→ **Goal of the exercise**
The records below are split into lines. How many of those lines contain the string "industrial"? Reply with the number only.

→ **Provided material**
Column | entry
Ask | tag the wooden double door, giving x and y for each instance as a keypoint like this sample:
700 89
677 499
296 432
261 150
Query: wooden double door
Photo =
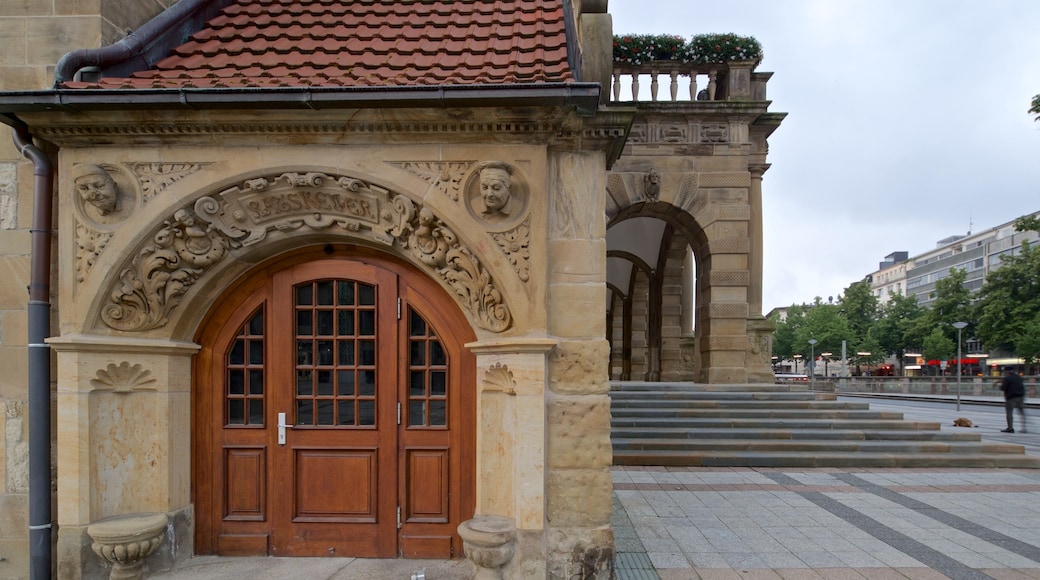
334 415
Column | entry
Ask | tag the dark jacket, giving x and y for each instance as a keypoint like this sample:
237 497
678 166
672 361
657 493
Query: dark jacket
1012 386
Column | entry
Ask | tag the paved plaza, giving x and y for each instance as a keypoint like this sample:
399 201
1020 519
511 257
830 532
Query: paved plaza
687 523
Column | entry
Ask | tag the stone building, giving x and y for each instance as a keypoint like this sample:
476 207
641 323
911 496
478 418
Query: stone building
332 278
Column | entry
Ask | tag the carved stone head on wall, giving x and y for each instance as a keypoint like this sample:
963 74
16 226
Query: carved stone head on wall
499 199
100 198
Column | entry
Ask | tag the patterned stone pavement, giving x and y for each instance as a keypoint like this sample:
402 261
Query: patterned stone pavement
690 523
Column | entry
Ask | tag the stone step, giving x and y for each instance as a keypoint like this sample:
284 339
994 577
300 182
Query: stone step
742 403
665 396
753 425
794 435
822 446
699 388
820 459
769 413
773 423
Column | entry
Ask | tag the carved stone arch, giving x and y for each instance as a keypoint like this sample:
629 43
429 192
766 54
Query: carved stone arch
718 237
215 236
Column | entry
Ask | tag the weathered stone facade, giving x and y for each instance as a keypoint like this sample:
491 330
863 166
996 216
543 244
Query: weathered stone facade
203 198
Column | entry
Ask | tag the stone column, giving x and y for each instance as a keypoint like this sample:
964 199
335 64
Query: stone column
755 235
578 488
124 440
511 433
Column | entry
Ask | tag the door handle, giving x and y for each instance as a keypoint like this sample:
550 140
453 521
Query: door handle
281 428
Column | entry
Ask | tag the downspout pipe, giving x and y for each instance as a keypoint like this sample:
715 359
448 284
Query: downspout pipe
40 356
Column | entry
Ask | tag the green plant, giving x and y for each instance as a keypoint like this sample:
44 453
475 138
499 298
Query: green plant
719 49
633 49
701 49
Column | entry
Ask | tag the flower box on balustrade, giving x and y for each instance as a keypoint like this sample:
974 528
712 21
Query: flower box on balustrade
731 81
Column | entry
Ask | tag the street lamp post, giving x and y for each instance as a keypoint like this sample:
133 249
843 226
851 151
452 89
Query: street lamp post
827 359
959 326
812 364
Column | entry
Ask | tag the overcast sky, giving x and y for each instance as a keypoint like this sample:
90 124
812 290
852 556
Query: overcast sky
906 124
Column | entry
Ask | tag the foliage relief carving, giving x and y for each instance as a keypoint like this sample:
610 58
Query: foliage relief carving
444 176
154 178
515 244
192 240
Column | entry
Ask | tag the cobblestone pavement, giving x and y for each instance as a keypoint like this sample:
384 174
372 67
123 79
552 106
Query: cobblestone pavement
690 523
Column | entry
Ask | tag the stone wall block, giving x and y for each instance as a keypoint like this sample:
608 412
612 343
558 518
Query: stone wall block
578 497
74 31
579 431
577 310
16 516
577 367
17 447
15 273
577 261
586 553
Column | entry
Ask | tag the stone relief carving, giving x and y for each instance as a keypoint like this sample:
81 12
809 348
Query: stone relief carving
124 378
673 133
446 177
687 188
193 239
499 377
101 199
89 244
498 196
638 134
651 185
154 178
516 244
715 133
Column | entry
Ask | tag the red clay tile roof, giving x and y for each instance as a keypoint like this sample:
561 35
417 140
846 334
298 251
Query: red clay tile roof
365 43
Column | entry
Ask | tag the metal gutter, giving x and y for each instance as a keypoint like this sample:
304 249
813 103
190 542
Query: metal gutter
143 48
40 353
582 96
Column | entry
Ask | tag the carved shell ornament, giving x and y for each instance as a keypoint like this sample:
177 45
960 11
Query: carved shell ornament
124 378
147 292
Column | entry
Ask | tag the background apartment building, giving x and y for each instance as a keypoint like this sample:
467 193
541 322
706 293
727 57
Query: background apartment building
976 254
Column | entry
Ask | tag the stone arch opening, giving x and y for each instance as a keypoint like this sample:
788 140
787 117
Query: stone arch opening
650 292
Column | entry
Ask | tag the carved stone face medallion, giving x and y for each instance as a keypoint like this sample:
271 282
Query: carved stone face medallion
101 200
144 295
497 194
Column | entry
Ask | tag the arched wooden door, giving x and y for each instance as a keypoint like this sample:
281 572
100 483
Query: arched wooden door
334 415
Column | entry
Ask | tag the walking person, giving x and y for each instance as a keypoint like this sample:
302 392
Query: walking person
1014 397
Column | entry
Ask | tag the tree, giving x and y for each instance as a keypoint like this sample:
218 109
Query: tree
783 337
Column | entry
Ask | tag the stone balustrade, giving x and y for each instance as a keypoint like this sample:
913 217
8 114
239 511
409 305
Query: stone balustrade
687 81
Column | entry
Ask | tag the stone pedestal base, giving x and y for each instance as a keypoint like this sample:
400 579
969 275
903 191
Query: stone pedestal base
127 541
489 542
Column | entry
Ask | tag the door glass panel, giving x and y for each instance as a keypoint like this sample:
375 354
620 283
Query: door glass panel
244 375
335 372
427 404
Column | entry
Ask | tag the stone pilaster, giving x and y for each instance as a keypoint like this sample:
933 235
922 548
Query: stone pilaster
124 439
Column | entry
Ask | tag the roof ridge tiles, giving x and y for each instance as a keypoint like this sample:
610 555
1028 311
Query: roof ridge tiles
366 43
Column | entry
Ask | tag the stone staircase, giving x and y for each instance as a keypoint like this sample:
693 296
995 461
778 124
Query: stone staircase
779 425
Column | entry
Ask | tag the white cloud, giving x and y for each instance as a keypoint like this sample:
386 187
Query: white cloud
907 123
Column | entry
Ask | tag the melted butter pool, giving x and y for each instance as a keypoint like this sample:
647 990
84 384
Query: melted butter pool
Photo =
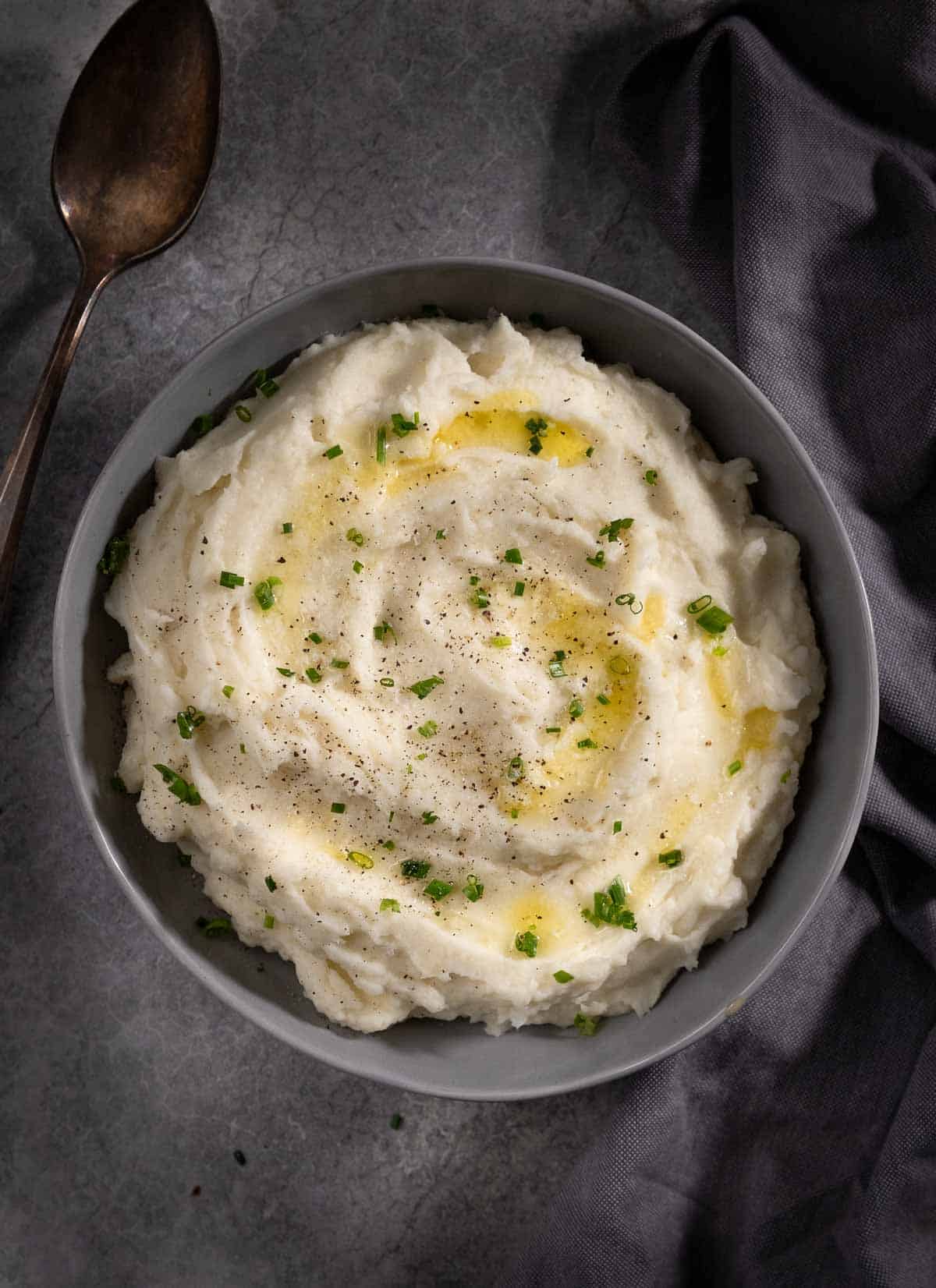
594 655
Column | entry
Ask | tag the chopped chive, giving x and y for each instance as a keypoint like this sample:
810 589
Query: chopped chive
714 620
526 942
422 688
516 770
698 604
177 784
401 426
555 666
610 908
264 594
416 867
189 720
115 557
612 529
473 889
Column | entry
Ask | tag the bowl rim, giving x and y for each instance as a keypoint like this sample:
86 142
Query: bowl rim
227 988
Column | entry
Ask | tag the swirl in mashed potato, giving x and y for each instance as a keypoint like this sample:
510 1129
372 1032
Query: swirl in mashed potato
460 692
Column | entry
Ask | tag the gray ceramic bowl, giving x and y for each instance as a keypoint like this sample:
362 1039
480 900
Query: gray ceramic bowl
427 1055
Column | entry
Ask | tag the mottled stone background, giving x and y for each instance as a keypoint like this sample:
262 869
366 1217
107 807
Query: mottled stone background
353 134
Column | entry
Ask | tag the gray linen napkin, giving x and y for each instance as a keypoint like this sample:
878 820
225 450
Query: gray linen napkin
788 148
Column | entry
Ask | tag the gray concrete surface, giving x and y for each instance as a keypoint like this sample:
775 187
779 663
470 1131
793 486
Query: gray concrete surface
355 133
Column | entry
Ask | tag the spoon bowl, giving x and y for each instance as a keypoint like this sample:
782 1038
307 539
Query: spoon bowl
130 165
137 138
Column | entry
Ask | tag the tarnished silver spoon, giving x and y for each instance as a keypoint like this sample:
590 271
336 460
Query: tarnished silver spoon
130 166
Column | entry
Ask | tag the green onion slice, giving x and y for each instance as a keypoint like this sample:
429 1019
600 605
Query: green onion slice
587 1024
526 942
115 557
473 889
177 784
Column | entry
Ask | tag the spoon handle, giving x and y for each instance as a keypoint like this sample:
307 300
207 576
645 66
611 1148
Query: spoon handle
20 472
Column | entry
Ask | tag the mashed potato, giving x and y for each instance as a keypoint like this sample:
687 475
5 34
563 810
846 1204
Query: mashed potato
475 687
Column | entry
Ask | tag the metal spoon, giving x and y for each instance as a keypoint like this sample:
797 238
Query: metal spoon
130 166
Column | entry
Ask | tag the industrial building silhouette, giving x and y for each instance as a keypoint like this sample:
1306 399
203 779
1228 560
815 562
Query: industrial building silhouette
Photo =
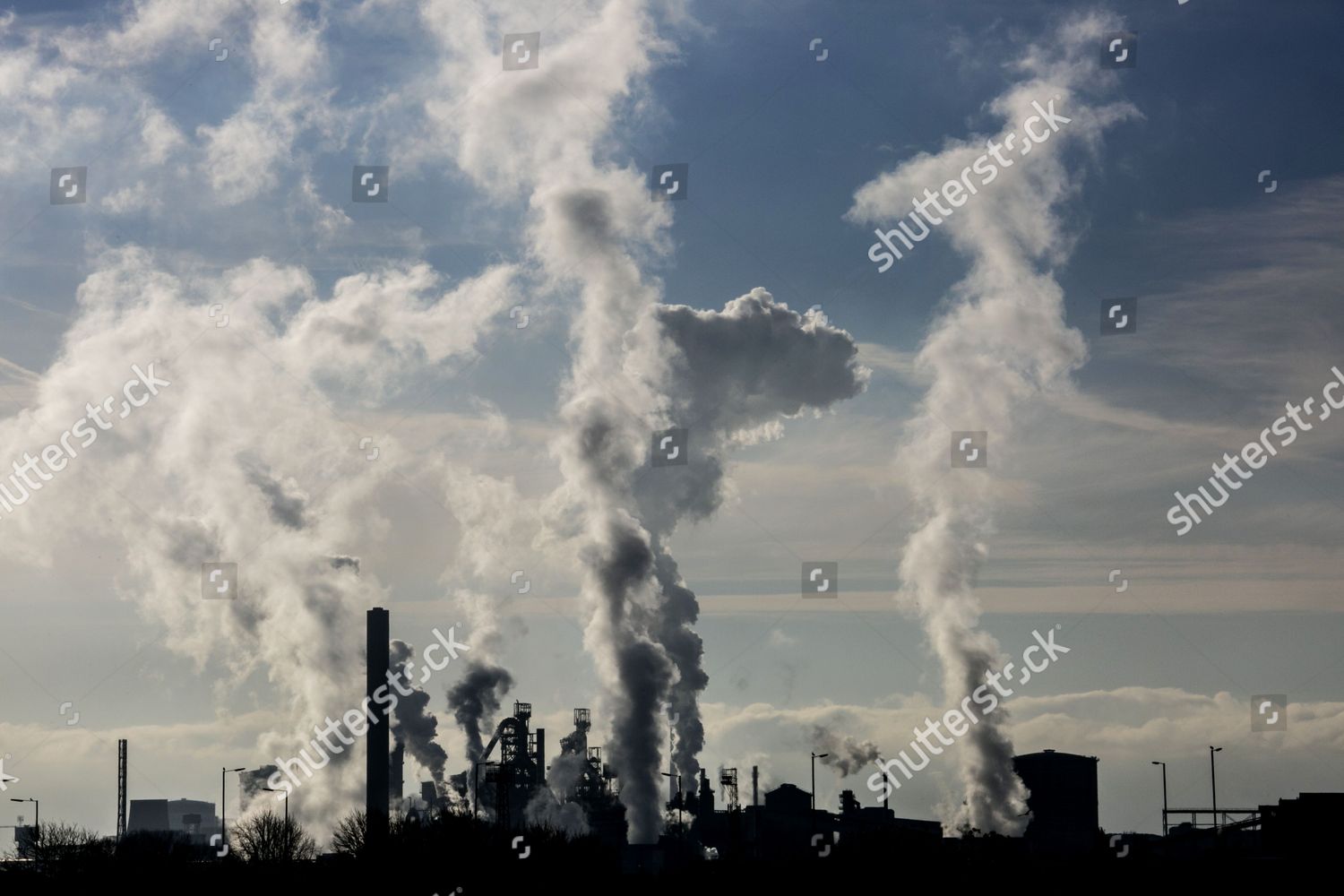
505 796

→ **Answer space**
2